:: Given task 1 ::
According to the Vimeo blog post, what do displays that lack HDR10+ support do with HDR10+ videos?

:: Document extract ::
▼▼▼

What’s new at Vimeo behind the curtains

A look at recently added multimedia features.

Raphaël Zumer
Vimeo Engineering Blog
9 min readDec 14, 2023

--

In the past several months, we’ve been sneakily working on supporting and improving our coverage of new (and old) features and standards in the video, audio, and image spaces at Vimeo. This post covers some of the recent features that we rolled out and haven’t yet communicated broadly.

Dynamic HDR video with HDR10+

Complementing our integration of Dolby Vision in 2021, we’re bringing the other major dynamic high-dynamic-range video format to Vimeo: HDR10+. Like Dolby Vision, HDR10+ standardizes dynamic metadata that can modify lighting properties as needed, from scene to scene or even frame to frame. In contrast to standard HDR static metadata, which is immutable and limits the level of detail that can be represented across various scenes of a video, dynamic metadata enables fine-tuned videos with diverse visual content to look their best by utilizing the full dynamic range of the display to represent any given frame, improving the contrast within darker or brighter scenes without compromising the quality of the rest of the video.

Any system that supports HDR display and HEVC decoding will receive HDR10+ videos by default from us, although not all displays can render the dynamic parameters — they need to implement HDR10+ technology specifically to do that. Since HDR10+ is a backwards-compatible extension of the HDR10 format with a simple implementation, incompatible displays simply ignore the dynamic component and fall back on static metadata.

▲▲▲

(Entries on locating named things)
▼▼▼

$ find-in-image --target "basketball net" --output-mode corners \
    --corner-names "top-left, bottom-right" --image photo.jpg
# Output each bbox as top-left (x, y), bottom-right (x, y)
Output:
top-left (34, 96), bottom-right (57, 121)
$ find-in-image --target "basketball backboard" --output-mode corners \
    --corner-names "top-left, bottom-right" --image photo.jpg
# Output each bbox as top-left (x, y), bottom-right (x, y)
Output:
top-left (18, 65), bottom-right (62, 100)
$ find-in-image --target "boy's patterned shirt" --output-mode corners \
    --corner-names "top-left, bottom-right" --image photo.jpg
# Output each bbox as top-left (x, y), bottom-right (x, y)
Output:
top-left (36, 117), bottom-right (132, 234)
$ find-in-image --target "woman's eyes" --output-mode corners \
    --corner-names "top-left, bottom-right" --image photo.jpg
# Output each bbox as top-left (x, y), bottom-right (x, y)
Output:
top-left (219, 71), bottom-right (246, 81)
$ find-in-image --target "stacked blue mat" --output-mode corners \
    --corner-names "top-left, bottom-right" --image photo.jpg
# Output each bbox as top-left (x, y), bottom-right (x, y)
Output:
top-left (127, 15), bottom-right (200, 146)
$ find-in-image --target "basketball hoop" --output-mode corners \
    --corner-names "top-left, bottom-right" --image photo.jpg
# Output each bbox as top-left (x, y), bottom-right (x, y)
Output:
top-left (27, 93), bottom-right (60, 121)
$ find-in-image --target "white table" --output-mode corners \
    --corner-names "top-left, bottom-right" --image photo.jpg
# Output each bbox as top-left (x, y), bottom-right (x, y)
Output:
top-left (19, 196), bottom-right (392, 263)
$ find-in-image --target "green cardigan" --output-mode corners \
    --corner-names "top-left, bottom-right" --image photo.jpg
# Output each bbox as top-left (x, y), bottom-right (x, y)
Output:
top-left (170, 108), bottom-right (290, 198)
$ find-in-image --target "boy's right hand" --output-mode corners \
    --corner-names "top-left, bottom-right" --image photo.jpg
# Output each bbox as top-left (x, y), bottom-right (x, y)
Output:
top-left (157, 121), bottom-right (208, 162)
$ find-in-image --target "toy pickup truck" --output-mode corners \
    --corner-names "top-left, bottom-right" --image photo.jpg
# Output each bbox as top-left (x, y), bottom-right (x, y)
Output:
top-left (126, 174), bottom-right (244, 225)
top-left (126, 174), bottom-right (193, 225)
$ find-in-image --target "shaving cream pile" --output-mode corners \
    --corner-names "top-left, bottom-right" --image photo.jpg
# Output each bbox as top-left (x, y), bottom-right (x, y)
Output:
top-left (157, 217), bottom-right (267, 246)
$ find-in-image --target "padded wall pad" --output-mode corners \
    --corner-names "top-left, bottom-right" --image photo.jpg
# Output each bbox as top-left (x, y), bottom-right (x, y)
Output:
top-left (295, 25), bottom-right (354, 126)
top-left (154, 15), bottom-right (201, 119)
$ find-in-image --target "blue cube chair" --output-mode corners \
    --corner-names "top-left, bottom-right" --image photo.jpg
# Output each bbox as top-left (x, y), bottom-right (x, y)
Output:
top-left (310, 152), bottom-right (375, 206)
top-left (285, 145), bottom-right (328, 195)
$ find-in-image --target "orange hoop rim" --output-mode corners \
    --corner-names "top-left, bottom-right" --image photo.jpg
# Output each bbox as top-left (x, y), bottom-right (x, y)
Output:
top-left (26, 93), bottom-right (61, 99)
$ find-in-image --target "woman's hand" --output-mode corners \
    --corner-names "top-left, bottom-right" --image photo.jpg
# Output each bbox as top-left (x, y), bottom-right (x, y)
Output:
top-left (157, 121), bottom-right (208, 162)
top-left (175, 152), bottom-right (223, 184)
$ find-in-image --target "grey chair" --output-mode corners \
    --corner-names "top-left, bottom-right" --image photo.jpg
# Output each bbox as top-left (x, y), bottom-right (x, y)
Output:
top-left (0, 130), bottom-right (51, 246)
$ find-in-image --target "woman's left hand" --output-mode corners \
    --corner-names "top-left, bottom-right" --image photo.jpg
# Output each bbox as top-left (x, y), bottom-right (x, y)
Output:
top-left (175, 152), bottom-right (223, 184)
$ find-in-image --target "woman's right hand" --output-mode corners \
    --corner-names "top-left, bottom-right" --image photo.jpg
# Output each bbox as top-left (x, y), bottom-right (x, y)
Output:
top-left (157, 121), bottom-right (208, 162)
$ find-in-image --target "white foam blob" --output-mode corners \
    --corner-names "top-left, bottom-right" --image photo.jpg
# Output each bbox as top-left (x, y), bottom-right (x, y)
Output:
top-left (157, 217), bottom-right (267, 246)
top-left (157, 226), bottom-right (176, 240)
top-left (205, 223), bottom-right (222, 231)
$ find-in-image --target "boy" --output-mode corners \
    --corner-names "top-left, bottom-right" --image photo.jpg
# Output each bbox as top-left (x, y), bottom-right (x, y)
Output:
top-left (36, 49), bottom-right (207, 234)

▲▲▲

:: Given task 2 ::
Arrange the rows as a numbered list, from the first line of the rows through the line containing "top-left (18, 65), bottom-right (62, 100)", inclusive, and leave out any blank lines.

:: Answer 1 ::
They ignore the dynamic component and fall back on static metadata.

:: Answer 2 ::
1. $ find-in-image --target "basketball net" --output-mode corners \
2.     --corner-names "top-left, bottom-right" --image photo.jpg
3. # Output each bbox as top-left (x, y), bottom-right (x, y)
4. Output:
5. top-left (34, 96), bottom-right (57, 121)
6. $ find-in-image --target "basketball backboard" --output-mode corners \
7.     --corner-names "top-left, bottom-right" --image photo.jpg
8. # Output each bbox as top-left (x, y), bottom-right (x, y)
9. Output:
10. top-left (18, 65), bottom-right (62, 100)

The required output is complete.